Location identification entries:
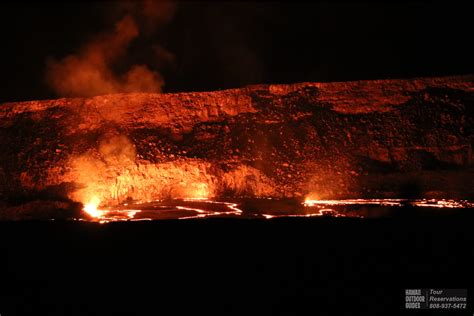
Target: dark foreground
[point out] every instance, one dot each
(283, 266)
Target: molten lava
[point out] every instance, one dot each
(91, 208)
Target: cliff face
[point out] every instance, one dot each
(366, 138)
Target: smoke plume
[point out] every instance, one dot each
(91, 71)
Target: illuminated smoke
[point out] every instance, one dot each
(91, 71)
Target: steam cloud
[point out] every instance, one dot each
(91, 72)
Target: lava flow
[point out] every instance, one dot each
(263, 208)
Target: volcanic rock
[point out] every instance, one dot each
(382, 138)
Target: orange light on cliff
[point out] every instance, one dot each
(310, 200)
(91, 207)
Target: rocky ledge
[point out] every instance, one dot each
(383, 138)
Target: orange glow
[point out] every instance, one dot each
(91, 207)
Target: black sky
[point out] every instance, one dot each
(223, 45)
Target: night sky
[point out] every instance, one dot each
(217, 45)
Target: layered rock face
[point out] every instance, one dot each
(385, 138)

TASK DETAILS: Render each line of the listing above as a JSON list of strings, one string per line, omitting blank lines and the picture placeholder.

WRITTEN REPLY:
[
  "Target: dark foreground",
  "[point out] every instance, one dot each",
  "(283, 266)",
  "Target: molten lava",
  "[point out] every instance, one dot each",
  "(91, 208)",
  "Target: cliff face",
  "[point out] every instance, one dot each",
  "(366, 138)",
  "Target: smoke plume",
  "[point out] every instance, one dot each",
  "(91, 71)",
  "Target: illuminated smoke",
  "[point out] every instance, one dot each",
  "(91, 71)",
  "Target: steam cloud",
  "[point out] every instance, one dot each",
  "(91, 72)",
  "Target: lava flow",
  "[point out] every instance, one dot each",
  "(263, 208)",
  "Target: volcanic rock",
  "[point out] every instance, one dot each",
  "(382, 138)",
  "Target: orange light on cliff",
  "[point out] every instance, one dot each",
  "(310, 200)",
  "(91, 207)",
  "Target: rocky ledge",
  "[point out] every instance, one dot each",
  "(383, 138)",
  "Target: orange glow",
  "[point out] every instance, one dot each",
  "(91, 207)",
  "Target: black sky",
  "[point out] every instance, one dot each",
  "(223, 45)",
  "Target: night sky",
  "[point out] every instance, one dot each",
  "(217, 45)",
  "Target: layered rock face",
  "[point out] every instance, one dot each",
  "(385, 138)"
]